It could be called a megatrend or one of the biggest challenges that all of us will face in the future: the feeding of a steadily growing global population. Increasing population numbers and a rising standard of living are also causing the demand for meat to grow. In fact, the UN estimates that 456 million tons of meat will be consumed in 2050. At the same time, more and more people want food to be produced in ways that conserve resources and are compatible with the environment. Evonik has an answer to the question „What will we eat in the future?“: the use of methionine as a feed additive.
Methionine has been used in animal feed since 1953
DL-methionine is one of the eight essential amino acids or human beings. Shortly after World War II, Degussa, a predecessor company of Evonik, developed a technically feasible method for synthesizing DL-methionine. In 1948 the plant in Konstanz began to produce this amino acid and quickly attained a capacity of 30 tons per month. The first drug containing DL-methionine was marketed shortly thereafter under the name Thiomedon. Methionine was first used in animal feed in 1953. Today it is an indispensable component of modern animal feed worldwide.

Work order 1:
Answer from the methionine text:
(a) How many tons of meat does the UN estimate will be consumed in 2050?
(b) In what year did the plant in Konstanz begin producing DL-methionine?
(c) Under what name was the first drug containing DL-methionine marketed?
Work order 2:
Retype the section of the methionine text that opens with the words containing "It could be" and closes with "a feed additive.".
The records are not needed for this work.

Information provided:
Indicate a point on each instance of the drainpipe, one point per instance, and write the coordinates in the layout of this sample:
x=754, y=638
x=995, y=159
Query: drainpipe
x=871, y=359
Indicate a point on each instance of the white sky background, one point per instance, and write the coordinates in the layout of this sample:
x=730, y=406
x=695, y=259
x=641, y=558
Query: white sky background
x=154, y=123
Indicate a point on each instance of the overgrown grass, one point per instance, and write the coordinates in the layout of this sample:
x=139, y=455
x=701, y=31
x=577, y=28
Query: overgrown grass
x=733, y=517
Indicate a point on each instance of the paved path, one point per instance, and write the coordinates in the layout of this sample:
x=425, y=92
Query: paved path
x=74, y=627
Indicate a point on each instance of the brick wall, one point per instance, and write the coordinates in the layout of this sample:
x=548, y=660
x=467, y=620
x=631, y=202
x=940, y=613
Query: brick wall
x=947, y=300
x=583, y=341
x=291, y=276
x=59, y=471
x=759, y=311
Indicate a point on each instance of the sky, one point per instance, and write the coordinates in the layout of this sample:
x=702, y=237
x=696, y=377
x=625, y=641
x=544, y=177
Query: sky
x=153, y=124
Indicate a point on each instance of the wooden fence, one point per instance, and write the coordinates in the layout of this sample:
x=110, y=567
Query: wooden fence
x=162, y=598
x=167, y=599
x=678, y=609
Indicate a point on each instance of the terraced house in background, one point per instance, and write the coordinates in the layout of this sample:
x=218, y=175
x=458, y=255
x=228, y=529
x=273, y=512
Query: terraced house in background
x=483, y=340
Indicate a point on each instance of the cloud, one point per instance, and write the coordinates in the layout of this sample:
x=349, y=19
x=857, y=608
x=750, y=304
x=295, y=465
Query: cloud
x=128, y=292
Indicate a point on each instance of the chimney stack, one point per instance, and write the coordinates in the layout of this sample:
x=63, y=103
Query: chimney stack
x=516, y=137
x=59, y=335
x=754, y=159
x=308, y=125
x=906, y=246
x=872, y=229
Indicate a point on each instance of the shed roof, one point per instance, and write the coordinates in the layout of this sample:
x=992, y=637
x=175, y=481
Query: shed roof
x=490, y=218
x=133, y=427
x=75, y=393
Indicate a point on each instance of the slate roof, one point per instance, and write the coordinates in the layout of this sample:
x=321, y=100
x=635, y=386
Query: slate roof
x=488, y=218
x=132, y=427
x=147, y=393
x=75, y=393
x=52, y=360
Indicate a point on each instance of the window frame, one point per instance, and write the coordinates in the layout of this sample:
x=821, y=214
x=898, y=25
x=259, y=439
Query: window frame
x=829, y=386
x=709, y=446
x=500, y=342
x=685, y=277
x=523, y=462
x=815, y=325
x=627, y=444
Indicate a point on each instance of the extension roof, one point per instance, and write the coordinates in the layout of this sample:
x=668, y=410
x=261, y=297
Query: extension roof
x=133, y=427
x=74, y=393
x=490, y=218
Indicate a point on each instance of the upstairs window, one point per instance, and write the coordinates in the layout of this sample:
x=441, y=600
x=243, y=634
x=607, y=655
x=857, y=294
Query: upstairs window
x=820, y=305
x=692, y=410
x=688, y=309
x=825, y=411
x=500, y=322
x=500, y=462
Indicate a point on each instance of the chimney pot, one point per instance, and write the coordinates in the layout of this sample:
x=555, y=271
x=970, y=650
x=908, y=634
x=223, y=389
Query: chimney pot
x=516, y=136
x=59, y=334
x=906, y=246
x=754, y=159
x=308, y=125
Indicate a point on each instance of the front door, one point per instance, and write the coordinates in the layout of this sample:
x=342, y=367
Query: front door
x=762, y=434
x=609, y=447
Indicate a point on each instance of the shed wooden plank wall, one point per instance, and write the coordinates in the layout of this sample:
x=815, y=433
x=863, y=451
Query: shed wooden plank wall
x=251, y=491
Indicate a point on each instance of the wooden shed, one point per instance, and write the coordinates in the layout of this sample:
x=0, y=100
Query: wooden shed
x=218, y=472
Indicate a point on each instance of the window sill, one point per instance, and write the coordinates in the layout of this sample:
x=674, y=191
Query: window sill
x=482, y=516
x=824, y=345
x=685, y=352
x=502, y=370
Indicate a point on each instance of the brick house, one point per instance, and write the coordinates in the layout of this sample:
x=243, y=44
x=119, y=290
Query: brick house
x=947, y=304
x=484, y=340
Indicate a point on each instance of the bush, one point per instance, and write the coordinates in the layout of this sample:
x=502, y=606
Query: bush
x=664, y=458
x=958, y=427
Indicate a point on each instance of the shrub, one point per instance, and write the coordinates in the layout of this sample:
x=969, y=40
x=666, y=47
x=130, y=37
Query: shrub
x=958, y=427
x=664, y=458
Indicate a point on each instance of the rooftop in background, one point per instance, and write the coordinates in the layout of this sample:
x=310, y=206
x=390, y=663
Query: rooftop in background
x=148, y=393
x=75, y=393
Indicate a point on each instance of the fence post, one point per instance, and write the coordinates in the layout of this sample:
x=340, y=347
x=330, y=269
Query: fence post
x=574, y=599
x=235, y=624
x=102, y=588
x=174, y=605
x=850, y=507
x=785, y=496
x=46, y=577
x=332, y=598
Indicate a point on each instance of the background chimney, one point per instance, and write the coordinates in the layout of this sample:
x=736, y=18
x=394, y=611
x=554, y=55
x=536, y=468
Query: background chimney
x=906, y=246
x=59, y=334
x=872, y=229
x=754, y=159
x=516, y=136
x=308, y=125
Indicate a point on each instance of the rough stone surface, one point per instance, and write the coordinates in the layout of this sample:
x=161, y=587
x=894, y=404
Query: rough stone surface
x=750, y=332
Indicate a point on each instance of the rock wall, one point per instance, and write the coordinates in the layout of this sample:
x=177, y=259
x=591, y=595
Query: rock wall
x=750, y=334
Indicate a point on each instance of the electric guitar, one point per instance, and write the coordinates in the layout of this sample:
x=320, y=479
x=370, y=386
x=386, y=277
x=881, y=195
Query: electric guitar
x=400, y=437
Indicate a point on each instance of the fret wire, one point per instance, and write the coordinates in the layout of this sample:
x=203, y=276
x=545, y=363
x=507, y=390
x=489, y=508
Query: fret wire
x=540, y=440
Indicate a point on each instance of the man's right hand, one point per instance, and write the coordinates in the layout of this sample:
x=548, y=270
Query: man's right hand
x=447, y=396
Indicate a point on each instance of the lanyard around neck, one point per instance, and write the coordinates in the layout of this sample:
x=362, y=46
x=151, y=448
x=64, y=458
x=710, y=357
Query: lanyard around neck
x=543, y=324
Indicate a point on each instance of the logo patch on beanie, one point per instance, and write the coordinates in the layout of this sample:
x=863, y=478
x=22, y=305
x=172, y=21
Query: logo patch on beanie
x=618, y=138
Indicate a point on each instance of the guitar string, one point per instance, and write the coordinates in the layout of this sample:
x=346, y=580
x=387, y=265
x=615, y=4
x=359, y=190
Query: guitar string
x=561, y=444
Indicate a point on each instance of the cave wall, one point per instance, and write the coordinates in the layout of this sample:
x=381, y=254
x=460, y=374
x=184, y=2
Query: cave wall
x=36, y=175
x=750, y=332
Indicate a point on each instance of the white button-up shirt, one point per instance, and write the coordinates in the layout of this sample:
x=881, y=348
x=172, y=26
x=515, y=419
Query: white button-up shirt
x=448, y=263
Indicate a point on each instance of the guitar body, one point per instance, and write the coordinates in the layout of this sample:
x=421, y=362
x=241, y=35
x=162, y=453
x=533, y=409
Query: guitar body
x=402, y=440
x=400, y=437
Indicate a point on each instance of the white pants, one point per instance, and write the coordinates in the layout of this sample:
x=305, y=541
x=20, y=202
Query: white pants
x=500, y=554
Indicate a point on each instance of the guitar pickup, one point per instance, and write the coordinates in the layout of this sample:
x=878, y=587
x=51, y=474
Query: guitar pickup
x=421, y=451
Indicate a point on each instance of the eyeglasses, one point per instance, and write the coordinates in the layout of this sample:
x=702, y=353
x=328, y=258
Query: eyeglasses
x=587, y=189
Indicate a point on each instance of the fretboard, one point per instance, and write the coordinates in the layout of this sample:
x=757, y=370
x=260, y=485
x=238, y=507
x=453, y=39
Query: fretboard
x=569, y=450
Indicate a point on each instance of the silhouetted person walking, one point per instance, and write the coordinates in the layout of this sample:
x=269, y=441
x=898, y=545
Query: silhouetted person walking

Solution 1:
(a) 456 million tons
(b) 1948
(c) Thiomedon

Solution 2:
It could be called a megatrend or one of the biggest challenges that all of us will face in the future: the feeding of a steadily growing global population. Increasing population numbers and a rising standard of living are also causing the demand for meat to grow. In fact, the UN estimates that 456 million tons of meat will be consumed in 2050. At the same time, more and more people want food to be produced in ways that conserve resources and are compatible with the environment. Evonik has an answer to the question „What will we eat in the future?“: the use of methionine as a feed additive.